> Brief 1: Reproduce the forum thread about the Tokina AT-X 828 AF PRO lens in full, word for word.

> Selected extract:
........
# Tokina AT-X 828 AF PRO 80-200mm f/2.8



## nickzou (Aug 31, 2011)

Does anyone have an experience with this lens? Is it any good?

It seems rather obscure. I can't find any extensive reviews on it, just a few random quick reviews. None of my local camera stores have it. It's even seems hard to find online. I'm looking for the Nikon model but as of right now there is one for Sony and one for Canon, used on eBay. When did this lens come out? How does it compare to the the Sigma 70-200mm HSM or the Nikon 80-200mm optically? Is the AF as slow as the Nikon? I know this is a lot. I've just run out of options. Yes, I've googled this lens, searched through several pages. There doesn't seem to be much info on it.


----------



## ghache (Aug 31, 2011)

seems like its a good lens, most review put it on par with 80-200 2 ring version from nikon.
However, i cant find a sigle lens for sale, even on ebay.


----------



## mjhoward (Aug 31, 2011)

You JUST missed one for sale on FredMiranda 2 weeks ago.  I'll keep my eye out though, it might even be a lens I might want to trade in my 70-300 VR for.


----------



## Compaq (Aug 31, 2011)

I think this is an outdated model that's only available used... I think I've read that somewhere. Take this comment with a grain of salt


----------



## Dao (Aug 31, 2011)

Not sure if these help -> Some user reviews:
Tokina Lens: Zooms - Tokina 80-200mm f/2.8 AT-X 828 AF PRO - SLRgear.com!
FM Reviews - Tokina AT-X 828 AF PRO 80-200mm f/2.8


----------
........
> Records to use:
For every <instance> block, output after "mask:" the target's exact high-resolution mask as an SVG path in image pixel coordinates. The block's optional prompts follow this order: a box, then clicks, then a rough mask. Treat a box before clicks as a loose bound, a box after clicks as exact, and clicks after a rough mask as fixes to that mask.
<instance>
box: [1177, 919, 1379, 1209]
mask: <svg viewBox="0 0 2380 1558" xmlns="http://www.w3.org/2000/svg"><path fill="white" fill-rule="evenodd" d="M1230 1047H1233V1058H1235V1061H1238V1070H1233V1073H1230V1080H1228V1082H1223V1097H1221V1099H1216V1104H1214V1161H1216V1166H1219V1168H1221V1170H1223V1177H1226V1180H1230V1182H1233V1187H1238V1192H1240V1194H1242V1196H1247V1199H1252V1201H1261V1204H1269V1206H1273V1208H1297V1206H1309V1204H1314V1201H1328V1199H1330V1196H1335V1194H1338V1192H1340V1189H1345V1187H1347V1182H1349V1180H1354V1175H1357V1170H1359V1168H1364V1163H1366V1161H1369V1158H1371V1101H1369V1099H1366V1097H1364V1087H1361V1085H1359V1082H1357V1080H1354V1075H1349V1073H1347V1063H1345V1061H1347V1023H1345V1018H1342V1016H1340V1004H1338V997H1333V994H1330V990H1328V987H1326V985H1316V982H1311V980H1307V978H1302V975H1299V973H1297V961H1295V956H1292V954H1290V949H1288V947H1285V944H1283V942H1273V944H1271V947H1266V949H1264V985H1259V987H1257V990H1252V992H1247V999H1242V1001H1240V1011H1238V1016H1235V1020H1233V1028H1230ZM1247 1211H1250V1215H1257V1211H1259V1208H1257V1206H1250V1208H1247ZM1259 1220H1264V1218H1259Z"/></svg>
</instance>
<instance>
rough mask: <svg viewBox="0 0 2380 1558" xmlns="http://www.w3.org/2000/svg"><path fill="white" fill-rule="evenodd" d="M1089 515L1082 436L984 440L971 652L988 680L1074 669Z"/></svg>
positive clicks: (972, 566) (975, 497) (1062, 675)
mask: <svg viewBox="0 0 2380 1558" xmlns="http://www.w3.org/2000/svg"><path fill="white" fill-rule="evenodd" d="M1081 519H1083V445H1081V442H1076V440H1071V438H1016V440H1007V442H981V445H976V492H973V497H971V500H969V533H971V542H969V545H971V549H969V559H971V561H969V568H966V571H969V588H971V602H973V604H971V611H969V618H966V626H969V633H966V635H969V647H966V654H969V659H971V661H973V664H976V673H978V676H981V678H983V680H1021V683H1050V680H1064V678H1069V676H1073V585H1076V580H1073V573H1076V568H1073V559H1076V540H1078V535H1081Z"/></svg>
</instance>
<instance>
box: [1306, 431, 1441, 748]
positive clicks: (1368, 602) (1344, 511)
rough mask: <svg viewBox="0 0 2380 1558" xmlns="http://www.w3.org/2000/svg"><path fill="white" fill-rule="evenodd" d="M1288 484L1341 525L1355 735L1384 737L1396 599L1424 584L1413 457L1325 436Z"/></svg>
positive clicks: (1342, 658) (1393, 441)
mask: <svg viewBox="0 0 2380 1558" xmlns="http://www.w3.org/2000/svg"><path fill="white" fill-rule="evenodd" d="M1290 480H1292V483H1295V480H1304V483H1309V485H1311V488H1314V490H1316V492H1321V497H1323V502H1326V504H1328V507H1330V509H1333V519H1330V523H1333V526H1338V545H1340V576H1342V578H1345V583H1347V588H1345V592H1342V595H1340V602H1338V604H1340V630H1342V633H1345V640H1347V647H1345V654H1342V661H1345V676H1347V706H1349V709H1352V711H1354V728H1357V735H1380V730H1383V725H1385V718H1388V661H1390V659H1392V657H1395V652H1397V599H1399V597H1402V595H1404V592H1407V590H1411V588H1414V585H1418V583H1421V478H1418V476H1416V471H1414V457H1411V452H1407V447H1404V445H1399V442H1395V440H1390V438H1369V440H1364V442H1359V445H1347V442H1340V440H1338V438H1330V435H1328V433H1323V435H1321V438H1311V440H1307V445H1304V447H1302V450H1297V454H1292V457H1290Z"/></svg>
........
> Brief 2: List every line in the records above that contains the string "clicks", copying each line whole. Case counts.

> Output 1:
# Tokina AT-X 828 AF PRO 80-200mm f/2.8



## nickzou (Aug 31, 2011)

Does anyone have an experience with this lens? Is it any good?

It seems rather obscure. I can't find any extensive reviews on it, just a few random quick reviews. None of my local camera stores have it. It's even seems hard to find online. I'm looking for the Nikon model but as of right now there is one for Sony and one for Canon, used on eBay. When did this lens come out? How does it compare to the the Sigma 70-200mm HSM or the Nikon 80-200mm optically? Is the AF as slow as the Nikon? I know this is a lot. I've just run out of options. Yes, I've googled this lens, searched through several pages. There doesn't seem to be much info on it.


----------



## ghache (Aug 31, 2011)

seems like its a good lens, most review put it on par with 80-200 2 ring version from nikon.
However, i cant find a sigle lens for sale, even on ebay.


----------



## mjhoward (Aug 31, 2011)

You JUST missed one for sale on FredMiranda 2 weeks ago.  I'll keep my eye out though, it might even be a lens I might want to trade in my 70-300 VR for.


----------



## Compaq (Aug 31, 2011)

I think this is an outdated model that's only available used... I think I've read that somewhere. Take this comment with a grain of salt


----------



## Dao (Aug 31, 2011)

Not sure if these help -> Some user reviews:
Tokina Lens: Zooms - Tokina 80-200mm f/2.8 AT-X 828 AF PRO - SLRgear.com!
FM Reviews - Tokina AT-X 828 AF PRO 80-200mm f/2.8


----------

> Output 2:
For every <instance> block, output after "mask:" the target's exact high-resolution mask as an SVG path in image pixel coordinates. The block's optional prompts follow this order: a box, then clicks, then a rough mask. Treat a box before clicks as a loose bound, a box after clicks as exact, and clicks after a rough mask as fixes to that mask.
positive clicks: (972, 566) (975, 497) (1062, 675)
positive clicks: (1368, 602) (1344, 511)
positive clicks: (1342, 658) (1393, 441)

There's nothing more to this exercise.